[Available data]
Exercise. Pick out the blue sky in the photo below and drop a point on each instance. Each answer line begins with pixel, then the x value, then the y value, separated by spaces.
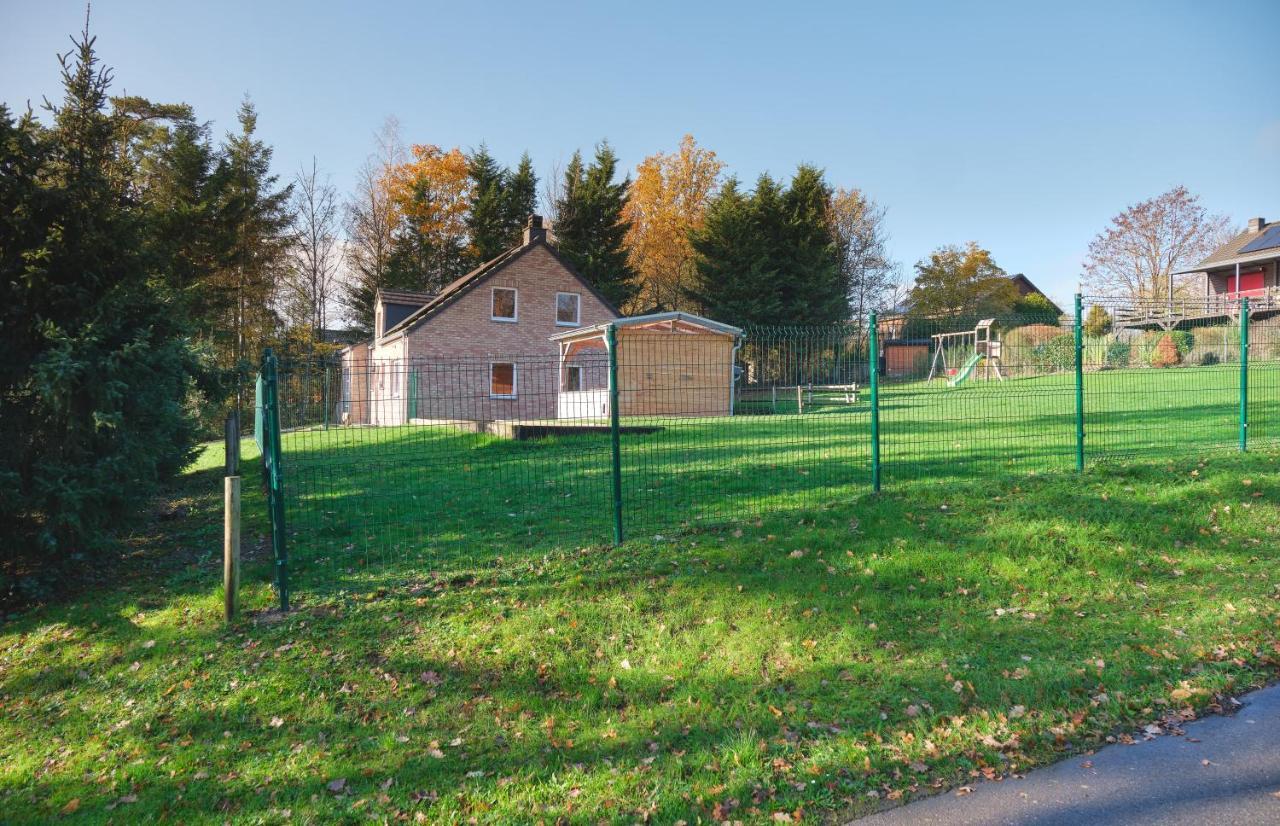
pixel 1022 126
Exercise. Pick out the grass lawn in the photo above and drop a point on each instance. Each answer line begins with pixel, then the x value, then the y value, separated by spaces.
pixel 772 640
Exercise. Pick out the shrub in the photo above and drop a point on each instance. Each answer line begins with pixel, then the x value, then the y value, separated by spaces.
pixel 1097 322
pixel 1118 355
pixel 1056 354
pixel 1166 354
pixel 1183 341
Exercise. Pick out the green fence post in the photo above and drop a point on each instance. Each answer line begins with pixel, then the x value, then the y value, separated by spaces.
pixel 411 402
pixel 1079 386
pixel 873 370
pixel 616 442
pixel 275 475
pixel 1244 374
pixel 324 395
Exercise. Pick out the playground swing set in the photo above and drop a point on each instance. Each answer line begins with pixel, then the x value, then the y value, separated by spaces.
pixel 984 351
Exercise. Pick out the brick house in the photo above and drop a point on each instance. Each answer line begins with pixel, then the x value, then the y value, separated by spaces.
pixel 480 348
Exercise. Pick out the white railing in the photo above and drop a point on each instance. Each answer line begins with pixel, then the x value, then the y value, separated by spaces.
pixel 1155 310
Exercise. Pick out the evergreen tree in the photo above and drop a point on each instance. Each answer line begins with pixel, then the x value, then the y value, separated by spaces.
pixel 769 258
pixel 732 277
pixel 488 222
pixel 256 217
pixel 808 258
pixel 521 197
pixel 590 228
pixel 501 202
pixel 96 364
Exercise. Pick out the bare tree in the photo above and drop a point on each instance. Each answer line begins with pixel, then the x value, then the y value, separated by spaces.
pixel 872 279
pixel 1137 255
pixel 370 222
pixel 315 254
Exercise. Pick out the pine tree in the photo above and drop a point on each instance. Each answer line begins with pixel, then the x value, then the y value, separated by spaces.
pixel 256 218
pixel 488 220
pixel 734 279
pixel 590 228
pixel 521 197
pixel 96 361
pixel 769 258
pixel 807 259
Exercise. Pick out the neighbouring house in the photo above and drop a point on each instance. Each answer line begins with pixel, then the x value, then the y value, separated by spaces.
pixel 479 350
pixel 1246 267
pixel 668 364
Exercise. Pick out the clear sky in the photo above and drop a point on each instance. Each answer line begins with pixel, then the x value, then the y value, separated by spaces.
pixel 1023 126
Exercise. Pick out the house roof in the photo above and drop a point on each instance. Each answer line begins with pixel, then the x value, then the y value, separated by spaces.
pixel 464 284
pixel 1229 254
pixel 653 318
pixel 405 296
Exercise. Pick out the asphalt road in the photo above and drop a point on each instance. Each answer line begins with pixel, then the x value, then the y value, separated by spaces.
pixel 1161 781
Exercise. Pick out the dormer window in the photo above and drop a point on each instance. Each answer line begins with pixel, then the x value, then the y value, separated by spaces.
pixel 504 304
pixel 567 309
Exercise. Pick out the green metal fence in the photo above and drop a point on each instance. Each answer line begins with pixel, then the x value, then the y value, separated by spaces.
pixel 387 469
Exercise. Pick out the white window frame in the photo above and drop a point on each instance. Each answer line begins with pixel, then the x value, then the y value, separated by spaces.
pixel 515 306
pixel 577 310
pixel 515 380
pixel 570 369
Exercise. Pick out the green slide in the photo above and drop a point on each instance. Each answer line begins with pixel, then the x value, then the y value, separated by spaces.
pixel 965 370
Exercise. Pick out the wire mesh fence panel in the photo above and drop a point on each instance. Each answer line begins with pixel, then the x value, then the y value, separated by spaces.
pixel 969 395
pixel 726 425
pixel 1161 378
pixel 398 466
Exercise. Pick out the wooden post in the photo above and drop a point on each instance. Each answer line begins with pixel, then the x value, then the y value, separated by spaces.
pixel 231 544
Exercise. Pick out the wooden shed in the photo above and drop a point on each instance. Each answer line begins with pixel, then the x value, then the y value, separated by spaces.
pixel 670 364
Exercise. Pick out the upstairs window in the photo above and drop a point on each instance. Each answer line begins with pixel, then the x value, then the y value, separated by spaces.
pixel 567 307
pixel 504 304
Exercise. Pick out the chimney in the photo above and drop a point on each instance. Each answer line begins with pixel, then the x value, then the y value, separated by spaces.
pixel 534 229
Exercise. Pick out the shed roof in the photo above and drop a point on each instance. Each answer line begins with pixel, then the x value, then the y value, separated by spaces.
pixel 653 318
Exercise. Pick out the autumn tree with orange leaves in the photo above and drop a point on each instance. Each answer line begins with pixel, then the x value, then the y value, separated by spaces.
pixel 430 199
pixel 666 202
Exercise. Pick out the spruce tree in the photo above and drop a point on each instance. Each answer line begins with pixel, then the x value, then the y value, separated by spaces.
pixel 255 214
pixel 808 256
pixel 734 279
pixel 96 361
pixel 769 258
pixel 488 222
pixel 521 197
pixel 590 228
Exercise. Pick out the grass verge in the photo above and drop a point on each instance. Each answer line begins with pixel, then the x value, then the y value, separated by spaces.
pixel 816 664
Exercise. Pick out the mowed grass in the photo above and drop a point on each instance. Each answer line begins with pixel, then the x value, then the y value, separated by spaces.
pixel 768 644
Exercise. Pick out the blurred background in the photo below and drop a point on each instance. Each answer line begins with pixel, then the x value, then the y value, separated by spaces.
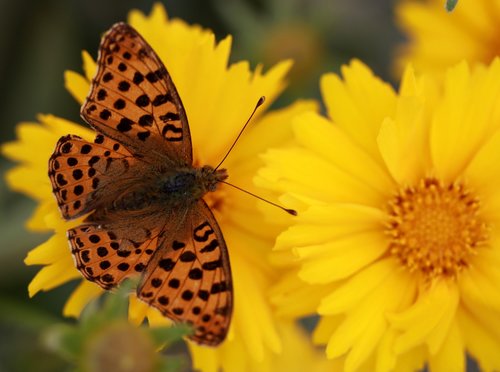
pixel 39 40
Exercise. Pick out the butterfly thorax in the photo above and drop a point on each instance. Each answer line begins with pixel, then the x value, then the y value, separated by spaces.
pixel 190 183
pixel 177 187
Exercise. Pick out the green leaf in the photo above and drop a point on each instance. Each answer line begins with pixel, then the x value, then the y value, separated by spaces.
pixel 450 5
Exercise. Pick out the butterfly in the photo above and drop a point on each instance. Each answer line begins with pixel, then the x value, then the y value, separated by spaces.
pixel 141 194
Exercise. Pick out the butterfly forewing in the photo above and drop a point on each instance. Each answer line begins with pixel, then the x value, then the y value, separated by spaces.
pixel 191 278
pixel 133 99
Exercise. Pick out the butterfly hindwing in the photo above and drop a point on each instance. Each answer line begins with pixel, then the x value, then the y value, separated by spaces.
pixel 190 279
pixel 134 101
pixel 79 170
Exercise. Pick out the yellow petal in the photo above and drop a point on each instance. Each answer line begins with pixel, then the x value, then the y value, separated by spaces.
pixel 320 136
pixel 403 141
pixel 357 287
pixel 81 296
pixel 89 67
pixel 77 85
pixel 479 341
pixel 54 249
pixel 421 322
pixel 451 356
pixel 288 294
pixel 359 105
pixel 302 172
pixel 366 322
pixel 351 255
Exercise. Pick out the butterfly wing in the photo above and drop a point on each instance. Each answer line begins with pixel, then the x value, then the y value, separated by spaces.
pixel 189 279
pixel 134 101
pixel 81 172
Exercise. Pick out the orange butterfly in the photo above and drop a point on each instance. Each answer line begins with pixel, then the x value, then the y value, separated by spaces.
pixel 142 194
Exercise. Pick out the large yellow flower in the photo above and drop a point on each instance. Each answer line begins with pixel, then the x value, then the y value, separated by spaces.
pixel 397 241
pixel 218 99
pixel 439 39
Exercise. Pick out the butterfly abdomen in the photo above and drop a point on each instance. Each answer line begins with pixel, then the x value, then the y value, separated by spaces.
pixel 189 184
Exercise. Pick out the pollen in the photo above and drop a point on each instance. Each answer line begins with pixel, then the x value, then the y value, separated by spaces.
pixel 435 228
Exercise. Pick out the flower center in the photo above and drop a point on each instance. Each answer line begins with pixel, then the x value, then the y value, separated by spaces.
pixel 435 228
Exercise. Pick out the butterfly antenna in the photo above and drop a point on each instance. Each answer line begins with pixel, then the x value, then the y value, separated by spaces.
pixel 259 103
pixel 293 212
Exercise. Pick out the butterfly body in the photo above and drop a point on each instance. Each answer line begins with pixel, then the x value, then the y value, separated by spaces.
pixel 141 194
pixel 173 189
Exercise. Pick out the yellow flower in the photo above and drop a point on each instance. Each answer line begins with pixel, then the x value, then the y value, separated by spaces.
pixel 397 241
pixel 439 39
pixel 218 99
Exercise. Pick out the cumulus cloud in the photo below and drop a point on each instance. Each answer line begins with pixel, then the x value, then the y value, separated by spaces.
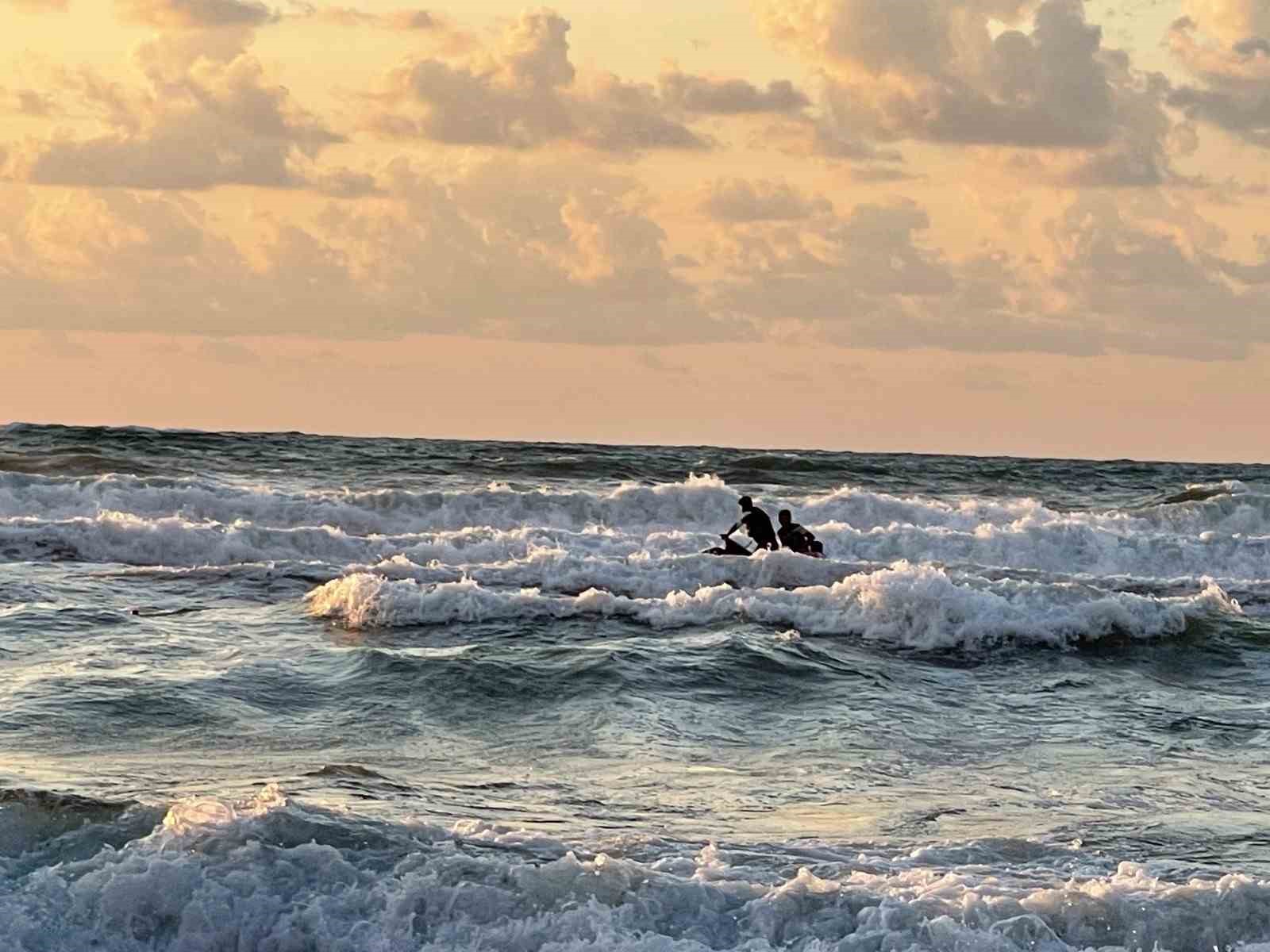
pixel 499 251
pixel 945 71
pixel 728 97
pixel 1130 274
pixel 740 200
pixel 190 14
pixel 41 6
pixel 397 19
pixel 1233 89
pixel 1142 273
pixel 209 116
pixel 524 93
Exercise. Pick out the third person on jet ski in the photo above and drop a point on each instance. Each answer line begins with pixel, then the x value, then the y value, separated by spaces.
pixel 759 524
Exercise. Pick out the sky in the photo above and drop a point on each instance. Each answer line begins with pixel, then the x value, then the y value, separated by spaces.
pixel 976 226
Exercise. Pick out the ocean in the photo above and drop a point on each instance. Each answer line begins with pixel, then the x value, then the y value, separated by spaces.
pixel 295 693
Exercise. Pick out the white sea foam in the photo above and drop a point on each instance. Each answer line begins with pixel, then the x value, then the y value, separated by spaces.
pixel 910 606
pixel 253 876
pixel 190 522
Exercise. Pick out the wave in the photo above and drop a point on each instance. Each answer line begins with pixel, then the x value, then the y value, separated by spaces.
pixel 906 606
pixel 272 873
pixel 187 522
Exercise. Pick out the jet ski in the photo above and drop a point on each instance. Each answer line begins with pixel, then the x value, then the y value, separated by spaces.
pixel 729 546
pixel 732 546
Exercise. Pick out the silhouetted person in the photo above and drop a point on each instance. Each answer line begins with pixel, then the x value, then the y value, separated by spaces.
pixel 759 524
pixel 797 539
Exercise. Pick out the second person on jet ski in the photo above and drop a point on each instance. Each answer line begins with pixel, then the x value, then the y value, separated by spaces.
pixel 759 524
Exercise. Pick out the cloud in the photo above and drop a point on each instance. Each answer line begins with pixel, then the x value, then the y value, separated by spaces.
pixel 945 71
pixel 194 14
pixel 728 97
pixel 738 200
pixel 1230 21
pixel 1130 272
pixel 60 346
pixel 510 251
pixel 525 93
pixel 41 6
pixel 1233 90
pixel 416 19
pixel 226 352
pixel 210 116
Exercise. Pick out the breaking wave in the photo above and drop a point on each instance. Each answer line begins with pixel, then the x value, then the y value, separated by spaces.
pixel 272 873
pixel 906 606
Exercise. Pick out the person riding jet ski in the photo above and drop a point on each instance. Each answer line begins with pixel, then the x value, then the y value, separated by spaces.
pixel 797 539
pixel 759 527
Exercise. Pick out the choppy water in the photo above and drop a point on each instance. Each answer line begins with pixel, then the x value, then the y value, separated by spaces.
pixel 285 692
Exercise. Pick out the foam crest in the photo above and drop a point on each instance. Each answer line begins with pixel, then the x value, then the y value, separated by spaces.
pixel 907 606
pixel 1218 531
pixel 332 884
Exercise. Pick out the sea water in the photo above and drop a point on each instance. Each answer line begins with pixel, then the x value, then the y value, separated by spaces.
pixel 279 692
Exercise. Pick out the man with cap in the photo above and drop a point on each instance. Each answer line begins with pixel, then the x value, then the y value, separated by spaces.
pixel 759 524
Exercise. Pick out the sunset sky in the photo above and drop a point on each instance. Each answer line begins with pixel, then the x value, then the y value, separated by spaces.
pixel 986 226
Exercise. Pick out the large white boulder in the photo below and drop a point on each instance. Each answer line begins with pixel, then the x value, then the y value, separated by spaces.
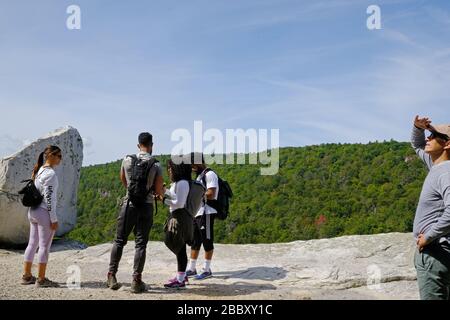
pixel 14 225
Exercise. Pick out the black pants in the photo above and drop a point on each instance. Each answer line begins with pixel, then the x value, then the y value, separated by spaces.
pixel 204 232
pixel 140 221
pixel 182 260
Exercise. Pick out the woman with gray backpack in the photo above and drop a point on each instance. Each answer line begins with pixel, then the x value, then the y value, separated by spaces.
pixel 183 197
pixel 40 195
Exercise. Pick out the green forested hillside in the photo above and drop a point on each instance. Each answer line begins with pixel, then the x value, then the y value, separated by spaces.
pixel 320 192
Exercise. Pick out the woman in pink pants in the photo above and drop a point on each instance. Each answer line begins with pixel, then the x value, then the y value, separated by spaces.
pixel 43 219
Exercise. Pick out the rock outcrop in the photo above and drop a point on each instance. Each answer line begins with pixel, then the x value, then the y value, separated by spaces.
pixel 14 225
pixel 351 267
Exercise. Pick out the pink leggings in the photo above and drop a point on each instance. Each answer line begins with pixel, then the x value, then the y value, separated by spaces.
pixel 41 235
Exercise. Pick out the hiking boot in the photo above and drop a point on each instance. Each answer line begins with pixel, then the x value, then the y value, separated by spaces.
pixel 138 286
pixel 190 273
pixel 175 284
pixel 112 281
pixel 204 275
pixel 46 283
pixel 27 280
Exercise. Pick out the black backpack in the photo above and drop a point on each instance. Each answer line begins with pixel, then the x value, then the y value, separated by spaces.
pixel 30 195
pixel 137 186
pixel 222 204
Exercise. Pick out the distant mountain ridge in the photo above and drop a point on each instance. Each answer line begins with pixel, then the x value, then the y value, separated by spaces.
pixel 320 191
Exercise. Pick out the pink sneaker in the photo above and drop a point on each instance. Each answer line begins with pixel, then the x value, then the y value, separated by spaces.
pixel 174 284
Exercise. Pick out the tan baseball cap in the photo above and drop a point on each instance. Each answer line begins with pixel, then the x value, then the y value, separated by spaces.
pixel 442 129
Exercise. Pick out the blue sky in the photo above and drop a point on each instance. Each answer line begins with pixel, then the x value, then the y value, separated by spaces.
pixel 309 68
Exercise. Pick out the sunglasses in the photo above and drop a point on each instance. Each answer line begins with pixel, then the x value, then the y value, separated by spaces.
pixel 435 134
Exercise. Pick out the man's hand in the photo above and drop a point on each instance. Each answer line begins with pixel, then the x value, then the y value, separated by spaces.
pixel 422 123
pixel 421 242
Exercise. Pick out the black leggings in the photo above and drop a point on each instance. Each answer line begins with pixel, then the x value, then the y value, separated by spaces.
pixel 182 259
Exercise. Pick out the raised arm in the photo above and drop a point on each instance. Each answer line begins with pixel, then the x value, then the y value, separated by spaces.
pixel 418 140
pixel 442 226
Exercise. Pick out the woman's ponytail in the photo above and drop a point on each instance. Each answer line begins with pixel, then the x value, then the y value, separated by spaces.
pixel 38 165
pixel 46 153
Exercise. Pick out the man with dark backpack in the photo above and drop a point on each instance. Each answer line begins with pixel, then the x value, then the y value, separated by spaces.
pixel 142 176
pixel 215 205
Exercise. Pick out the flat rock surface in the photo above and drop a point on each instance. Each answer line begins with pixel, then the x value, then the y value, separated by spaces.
pixel 351 267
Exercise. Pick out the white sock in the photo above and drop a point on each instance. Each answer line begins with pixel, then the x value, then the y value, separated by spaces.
pixel 192 265
pixel 181 276
pixel 207 266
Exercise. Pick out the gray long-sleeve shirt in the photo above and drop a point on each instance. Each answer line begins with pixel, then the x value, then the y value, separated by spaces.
pixel 433 211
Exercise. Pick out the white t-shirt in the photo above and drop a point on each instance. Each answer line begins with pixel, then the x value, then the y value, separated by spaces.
pixel 212 181
pixel 47 183
pixel 177 195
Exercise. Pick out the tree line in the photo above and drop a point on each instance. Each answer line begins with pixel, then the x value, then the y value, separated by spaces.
pixel 320 191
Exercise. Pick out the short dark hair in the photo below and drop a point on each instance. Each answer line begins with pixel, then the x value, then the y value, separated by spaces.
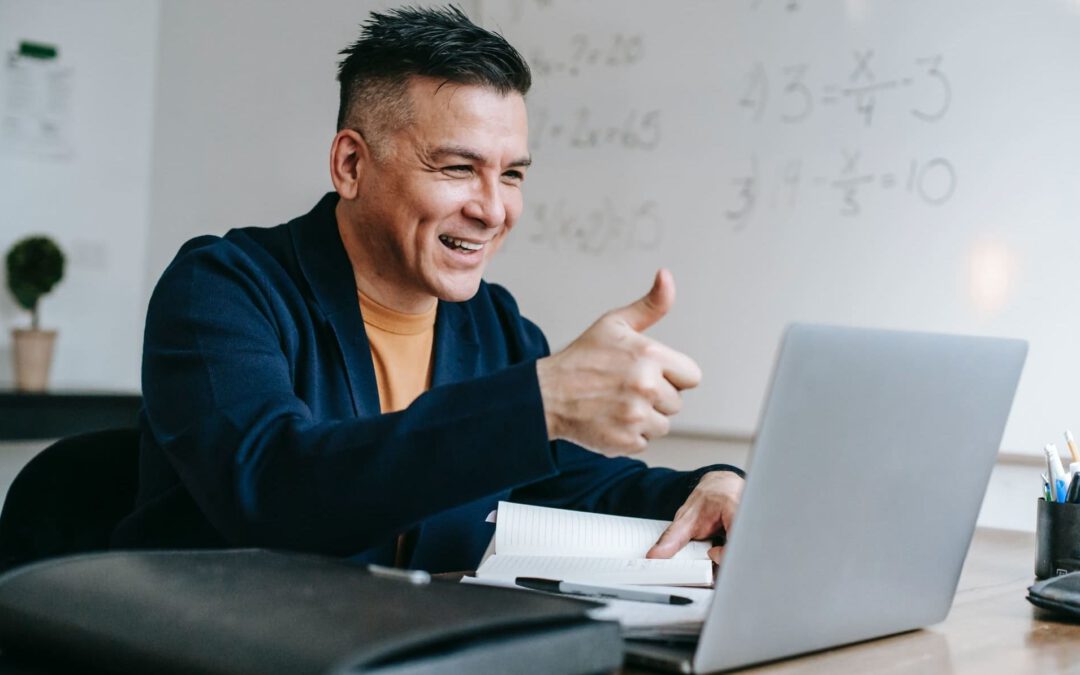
pixel 414 41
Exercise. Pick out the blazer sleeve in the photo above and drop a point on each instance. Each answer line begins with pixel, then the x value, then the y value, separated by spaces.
pixel 266 469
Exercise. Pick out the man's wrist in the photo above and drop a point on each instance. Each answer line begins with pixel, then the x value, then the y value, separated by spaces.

[Written task]
Recast the items from the line with "Exercise. Pick out the sky" to the line with "pixel 210 116" as a two-column CSV with the columns text and answer. Give one row per item, with the item's text and its answer each in a single quoted field and line breaks turned into spaces.

[Correct output]
text,answer
"Exercise. Pick out the sky in the photo above and drop a point on each instance. Each answer line begins with pixel, then the x value, then the y value, separated by spaces.","pixel 976 226"
"Exercise. Pick out the ocean in the photo above and drop a point on each instance. Each answer line begins with pixel, then the x value, then the y value, separated by spaces.","pixel 295 693"
"Exercise. Pick out the white sea foam in the photo above and drop a point on each instance. Each answer line begins with pixel, then the x value, then the y value, separated by spaces.","pixel 910 606 pixel 253 876 pixel 190 522"
"Exercise. Pick out the wave in the photo above and drop a point on each instance. Each answer line begins with pixel, then the x value, then the y value, separated by spaces.","pixel 906 606 pixel 272 873 pixel 187 522"
"Exercise. Pick out the jet ski in the photo above and drop a point on each instance. Each answer line begins with pixel, then the x value, then the y value, separated by spaces.","pixel 729 546 pixel 732 546"
"Exercise. Pick out the silhouetted person in the photo above and drop a point on each instance. Each answer line begins with pixel, then the x value, then the y value, separated by spaces.","pixel 759 524 pixel 797 539"
"Exercise. Pick out the second person on jet ski in the photo above and drop a point on each instance. Each answer line begins with pixel, then the x value, then the y value, separated by spaces.","pixel 759 524"
"Exercise. Pick out the cloud in the photo above and drop a point on each instance. Each answer line begins with pixel, then the x value, then the y value, separated by spaces.","pixel 945 71 pixel 194 14 pixel 728 97 pixel 738 200 pixel 1230 21 pixel 1130 272 pixel 60 346 pixel 510 251 pixel 525 93 pixel 41 6 pixel 1233 90 pixel 416 19 pixel 226 352 pixel 210 116"